__Assignment__:
Could you copy all of the records below exactly as they appear?

__Data shown__:
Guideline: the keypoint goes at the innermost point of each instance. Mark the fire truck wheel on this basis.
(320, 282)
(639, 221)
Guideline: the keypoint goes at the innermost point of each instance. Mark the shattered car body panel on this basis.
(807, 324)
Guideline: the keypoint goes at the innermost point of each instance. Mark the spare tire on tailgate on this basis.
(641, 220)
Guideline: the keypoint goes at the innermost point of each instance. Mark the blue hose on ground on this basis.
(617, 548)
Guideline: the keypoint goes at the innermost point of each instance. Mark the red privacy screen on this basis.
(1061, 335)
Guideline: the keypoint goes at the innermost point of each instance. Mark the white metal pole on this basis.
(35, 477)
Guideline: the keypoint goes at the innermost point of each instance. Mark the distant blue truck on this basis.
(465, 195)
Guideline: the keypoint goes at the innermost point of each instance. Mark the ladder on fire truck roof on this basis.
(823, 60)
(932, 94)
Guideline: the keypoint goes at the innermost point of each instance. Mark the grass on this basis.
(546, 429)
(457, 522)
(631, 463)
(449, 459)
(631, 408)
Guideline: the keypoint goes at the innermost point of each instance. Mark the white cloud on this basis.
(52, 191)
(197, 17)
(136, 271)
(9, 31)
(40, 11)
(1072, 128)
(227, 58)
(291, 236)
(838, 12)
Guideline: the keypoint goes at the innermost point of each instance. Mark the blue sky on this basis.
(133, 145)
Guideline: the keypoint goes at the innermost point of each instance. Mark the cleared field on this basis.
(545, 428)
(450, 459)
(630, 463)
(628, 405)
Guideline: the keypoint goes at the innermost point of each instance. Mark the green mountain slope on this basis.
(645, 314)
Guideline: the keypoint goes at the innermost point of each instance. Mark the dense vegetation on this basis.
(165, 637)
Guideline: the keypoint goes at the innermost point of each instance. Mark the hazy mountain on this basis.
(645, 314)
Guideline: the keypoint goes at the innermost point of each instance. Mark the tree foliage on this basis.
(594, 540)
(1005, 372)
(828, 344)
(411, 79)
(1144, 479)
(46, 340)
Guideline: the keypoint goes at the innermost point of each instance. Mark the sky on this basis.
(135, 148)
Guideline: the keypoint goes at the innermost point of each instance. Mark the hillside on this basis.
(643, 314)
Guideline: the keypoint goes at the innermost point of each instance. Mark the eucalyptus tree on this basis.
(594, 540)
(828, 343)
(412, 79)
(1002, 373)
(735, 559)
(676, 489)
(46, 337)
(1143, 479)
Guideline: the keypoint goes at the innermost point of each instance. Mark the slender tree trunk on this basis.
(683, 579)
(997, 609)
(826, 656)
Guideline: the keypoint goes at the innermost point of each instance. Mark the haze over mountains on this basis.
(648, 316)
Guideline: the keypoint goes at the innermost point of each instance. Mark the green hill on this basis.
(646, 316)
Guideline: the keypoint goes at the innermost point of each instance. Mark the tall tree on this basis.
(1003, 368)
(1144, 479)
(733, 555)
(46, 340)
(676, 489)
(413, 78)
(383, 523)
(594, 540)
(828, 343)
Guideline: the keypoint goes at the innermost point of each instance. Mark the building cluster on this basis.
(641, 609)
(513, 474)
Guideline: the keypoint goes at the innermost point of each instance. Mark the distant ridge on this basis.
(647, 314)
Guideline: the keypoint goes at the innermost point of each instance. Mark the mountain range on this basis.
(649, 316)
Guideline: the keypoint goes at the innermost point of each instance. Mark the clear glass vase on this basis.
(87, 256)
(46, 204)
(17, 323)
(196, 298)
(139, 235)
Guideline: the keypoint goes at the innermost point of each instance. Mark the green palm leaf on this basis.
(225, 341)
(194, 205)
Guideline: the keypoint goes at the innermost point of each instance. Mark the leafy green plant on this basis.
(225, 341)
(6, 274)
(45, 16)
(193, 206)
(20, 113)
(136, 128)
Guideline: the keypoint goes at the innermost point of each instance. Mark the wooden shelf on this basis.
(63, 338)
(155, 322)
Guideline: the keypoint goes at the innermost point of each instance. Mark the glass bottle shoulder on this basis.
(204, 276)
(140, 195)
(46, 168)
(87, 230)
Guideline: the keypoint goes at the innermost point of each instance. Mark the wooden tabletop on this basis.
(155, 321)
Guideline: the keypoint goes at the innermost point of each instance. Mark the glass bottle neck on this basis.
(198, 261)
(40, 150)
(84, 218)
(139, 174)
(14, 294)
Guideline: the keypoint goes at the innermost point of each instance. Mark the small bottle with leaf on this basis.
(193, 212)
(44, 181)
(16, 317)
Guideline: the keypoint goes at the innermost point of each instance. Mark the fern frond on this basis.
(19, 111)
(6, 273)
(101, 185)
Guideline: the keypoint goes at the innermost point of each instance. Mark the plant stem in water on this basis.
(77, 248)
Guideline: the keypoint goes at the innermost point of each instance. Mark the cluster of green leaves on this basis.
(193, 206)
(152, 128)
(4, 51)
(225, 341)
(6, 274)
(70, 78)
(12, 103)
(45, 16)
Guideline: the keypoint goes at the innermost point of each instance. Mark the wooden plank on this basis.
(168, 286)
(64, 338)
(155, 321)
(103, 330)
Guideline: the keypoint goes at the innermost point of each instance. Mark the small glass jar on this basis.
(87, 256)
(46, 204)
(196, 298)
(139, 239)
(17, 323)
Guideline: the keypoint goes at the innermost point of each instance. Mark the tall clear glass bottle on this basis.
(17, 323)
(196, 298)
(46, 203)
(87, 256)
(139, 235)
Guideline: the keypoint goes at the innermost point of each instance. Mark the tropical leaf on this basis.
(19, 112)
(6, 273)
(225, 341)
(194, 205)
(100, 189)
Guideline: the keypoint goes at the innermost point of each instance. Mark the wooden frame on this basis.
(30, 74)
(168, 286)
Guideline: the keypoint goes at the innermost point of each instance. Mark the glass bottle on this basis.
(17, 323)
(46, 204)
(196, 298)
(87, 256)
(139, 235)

__The answer__:
Guideline: the keypoint goes at the innermost point of each instance. Mark the fire truck wheel on this basis.
(320, 282)
(639, 221)
Guideline: the keypoint goes at the innermost point of each instance. Mark the shattered car body panel on this basis.
(807, 324)
Guideline: the keypoint goes at the innermost point of each instance. Mark the spare tire on tailgate on this basis.
(641, 220)
Guideline: the keypoint goes at the innermost point of each instance. Mark the blue hose on ground on this basis.
(617, 548)
Guideline: the keypoint goes at the innermost point of each instance. Mark the red privacy screen on this basis.
(1061, 335)
Guideline: the keypoint goes at the innermost point of each instance. Mark the white metal pole on this basis.
(35, 477)
Guideline: the keypoint goes at the innermost point of each instance. Mark the distant blue truck on this basis.
(465, 195)
Guideline: the keypoint goes at the innermost point of each instance. Mark the ladder on fire truck roof on this basis.
(823, 60)
(932, 94)
Guideline: the keypoint goes at the innermost point of each instance. Mark the grass on this basis.
(546, 429)
(457, 522)
(631, 463)
(449, 459)
(631, 408)
Guideline: the keypoint goes at the innermost point of each instance. Mark the white cloud on this basis.
(52, 191)
(197, 17)
(136, 271)
(9, 31)
(40, 11)
(1072, 128)
(227, 58)
(291, 236)
(838, 12)
Guideline: the keypoint goes at the innermost point of each instance. Mark the blue sky on this basis.
(133, 145)
Guideline: the keypoint goes at the innermost point of each instance. Mark the cleared field on this basis.
(545, 428)
(450, 459)
(630, 463)
(628, 405)
Guideline: the keypoint goes at the innermost point of each instance. Mark the green mountain slope on this basis.
(645, 314)
Guideline: the keypoint goes at the innermost point of each instance. Mark the dense vegetation on this basis.
(165, 637)
Guideline: the keypoint goes at the innermost point of each instance. Mark the hazy mountain on this basis.
(645, 314)
Guideline: the keypoint goes at the innermost point of each instance. Mark the tree foliage on this basis.
(594, 540)
(1005, 372)
(828, 344)
(411, 79)
(1144, 479)
(46, 340)
Guideline: the keypoint goes at the innermost point of each instance. Mark the sky on this basis.
(135, 148)
Guideline: the keypoint goes at the innermost point of each instance. Mark the hillside on this basis.
(643, 314)
Guideline: the keypoint goes at the innermost point of each instance. Mark the eucalyptus tree on this basis.
(594, 540)
(828, 343)
(412, 79)
(1002, 373)
(735, 559)
(676, 489)
(46, 337)
(1143, 479)
Guideline: the keypoint goes at the innermost point of each instance. Mark the slender tree trunk on this basis.
(683, 579)
(997, 609)
(826, 656)
Guideline: the keypoint goes at the innermost point of each instance. Mark the haze over mountains on this basis.
(648, 316)
Guideline: the keypoint goes at the innermost point of each instance. Mark the green hill on this basis.
(646, 316)
Guideline: the keypoint goes at the innermost point of each instance. Mark the tall tree on this basis.
(1003, 368)
(1144, 479)
(733, 555)
(46, 340)
(676, 489)
(413, 78)
(383, 523)
(594, 540)
(828, 343)
Guideline: the keypoint goes at the innermost point of each instance. Mark the building cluster on this basis.
(641, 609)
(513, 474)
Guideline: the keypoint goes at the innermost point of each instance. Mark the distant ridge on this basis.
(647, 314)
Guideline: the keypoint goes at the innermost point of each instance. Mark the mountain range on this basis.
(649, 316)
Guideline: the keypoint goes at the innermost point of each instance. Mark the clear glass vase on this basis.
(87, 256)
(46, 204)
(17, 323)
(196, 298)
(139, 235)
Guideline: the keypoint goes at the innermost point of each instance. Mark the green palm leaf on this basis.
(225, 341)
(194, 205)
Guideline: the keypoint goes at the innermost point of each instance. Mark the leafy green plant on this basis.
(225, 341)
(6, 274)
(45, 16)
(193, 206)
(20, 113)
(136, 128)
Guideline: the keypoint goes at the innermost point of each instance. Mark the wooden shelf on this basis.
(63, 338)
(155, 322)
Guideline: the keypoint goes at the innermost point of each instance. Mark the glass bottle shoulder on this basis.
(204, 276)
(140, 195)
(46, 168)
(87, 230)
Guideline: the keypoint goes at the innermost point of each instance. Mark the wooden tabletop on this basis.
(155, 321)
Guideline: the keypoint goes at the innermost point of each instance. Mark the glass bottle neck on this basis.
(198, 261)
(40, 150)
(84, 218)
(139, 174)
(14, 294)
Guideline: the keypoint goes at the innermost point of each instance. Mark the small bottle with leaf on this basis.
(193, 212)
(44, 181)
(16, 317)
Guideline: the keypoint goes at the innermost point of each instance. Mark the fern frond on this basis.
(19, 111)
(6, 273)
(101, 185)
Guideline: the keypoint goes at the innermost point of each instance. Mark the plant stem in water on this basis.
(77, 248)
Guideline: the keypoint goes at the innermost point of each instance. Mark the cluster of green leaves on this basis.
(193, 206)
(152, 128)
(4, 51)
(225, 341)
(6, 274)
(70, 78)
(12, 103)
(45, 16)
Guideline: the keypoint goes at the innermost point of each instance. Mark the wooden plank on this basis.
(168, 286)
(64, 338)
(155, 321)
(103, 330)
Guideline: the keypoint goes at the innermost point of each instance. Mark the small glass jar on this basis.
(87, 256)
(46, 204)
(196, 298)
(139, 239)
(17, 323)
Guideline: the keypoint goes at the innermost point of each instance. Mark the tall clear glass bottle on this basis.
(17, 323)
(196, 298)
(46, 203)
(87, 256)
(139, 235)
Guideline: the keypoint goes at the innermost point of each instance. Mark the tropical leaf on this basis.
(19, 112)
(6, 273)
(225, 341)
(194, 205)
(100, 189)
Guideline: the keypoint goes at the innermost point of each instance. Mark the wooden frame on this basis.
(30, 74)
(168, 286)
Guideline: the keypoint goes at the innermost point of each instance. Mark the glass bottle on this basis.
(17, 323)
(46, 204)
(196, 298)
(87, 256)
(139, 235)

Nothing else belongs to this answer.